### [PROVIDED TEXT]
Objective: The endothelium is a newly recognised target tissue of parathyroid hormone (PTH). It is not clear whether hyperparathyroidism affects endothelial function and whether parathyroidectomy (Ptx) has an influence on arterial vessel wall properties. We studied brachial flow-mediated vasodilation (FMD) and brachial and carotid intima-media thickness (IMT) in patients with primary hyperparathyroidism (pHPT) before and after Ptx and in healthy controls.
Methods: 19 patients with pHPT (mean+SEM, age 45+/-4.7 years, PTH 238+/-52 ng/l) were studied. Diabetes, hypertension and vascular disease were excluded. Twenty healthy volunteers matched for age, sex and blood pressure served as controls. Enddiastolic diameter, FMD and nitroglycerine-induced (NMD) dilation of the brachial artery were measured by a multigate pulsed doppler system (echo-tracking), IMT was determined using automatic analysis of the M-line signal. Healthy volunteers where studied on one occasion, patients were studied at baseline and 6 months after Ptx.
Results: Six months after Ptx PTH had decreased to normal, blood pressure levels remained unchanged. Endothelium dependent FMD at baseline was impaired in patients compared to controls (4.7+/-1.2 vs. 18.2+/-3.7%, P<0.01), however, FMD improved significantly after Ptx (16.7+/-3.0%, P<0.01). Nitroglycerine-induced dilation, IMT and artery diameter were not different between groups and did not change after Ptx.
Conclusions: Impaired endothelium dependent vasodilation in patients with primary hyperparathyroidism improves after successful parathyroidectomy. Endothelial dysfunction associated with primary hyperparathyroidism occurs without detectable structural wall alterations of the brachial artery and appears therefore to be an early and reversible arterial alteration.

### [WORK INSTRUCTION 1]
In the abstract, at what point after parathyroidectomy were the patients studied again?
### [WORK INSTRUCTION 2]
According to the abstract, which conditions were excluded among the patients studied?
### [WORK INSTRUCTION 3]
Retype the abstract from "Methods: 19 patients" up to and including "months after Ptx.".
The entries that come next have no part in this work.

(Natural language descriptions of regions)
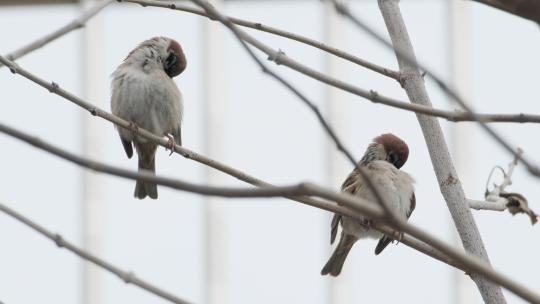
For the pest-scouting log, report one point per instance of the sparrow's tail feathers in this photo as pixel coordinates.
(148, 165)
(336, 261)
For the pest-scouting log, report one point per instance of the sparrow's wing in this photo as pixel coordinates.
(349, 186)
(335, 223)
(385, 240)
(127, 147)
(178, 135)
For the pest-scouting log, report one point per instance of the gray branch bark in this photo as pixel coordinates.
(449, 182)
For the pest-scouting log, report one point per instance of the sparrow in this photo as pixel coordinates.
(143, 92)
(381, 162)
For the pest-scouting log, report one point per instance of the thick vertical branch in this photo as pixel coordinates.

### [ANSWER 1]
Six months after parathyroidectomy.

### [ANSWER 2]
Diabetes, hypertension and vascular disease.

### [ANSWER 3]
Methods: 19 patients with pHPT (mean+SEM, age 45+/-4.7 years, PTH 238+/-52 ng/l) were studied. Diabetes, hypertension and vascular disease were excluded. Twenty healthy volunteers matched for age, sex and blood pressure served as controls. Enddiastolic diameter, FMD and nitroglycerine-induced (NMD) dilation of the brachial artery were measured by a multigate pulsed doppler system (echo-tracking), IMT was determined using automatic analysis of the M-line signal. Healthy volunteers where studied on one occasion, patients were studied at baseline and 6 months after Ptx.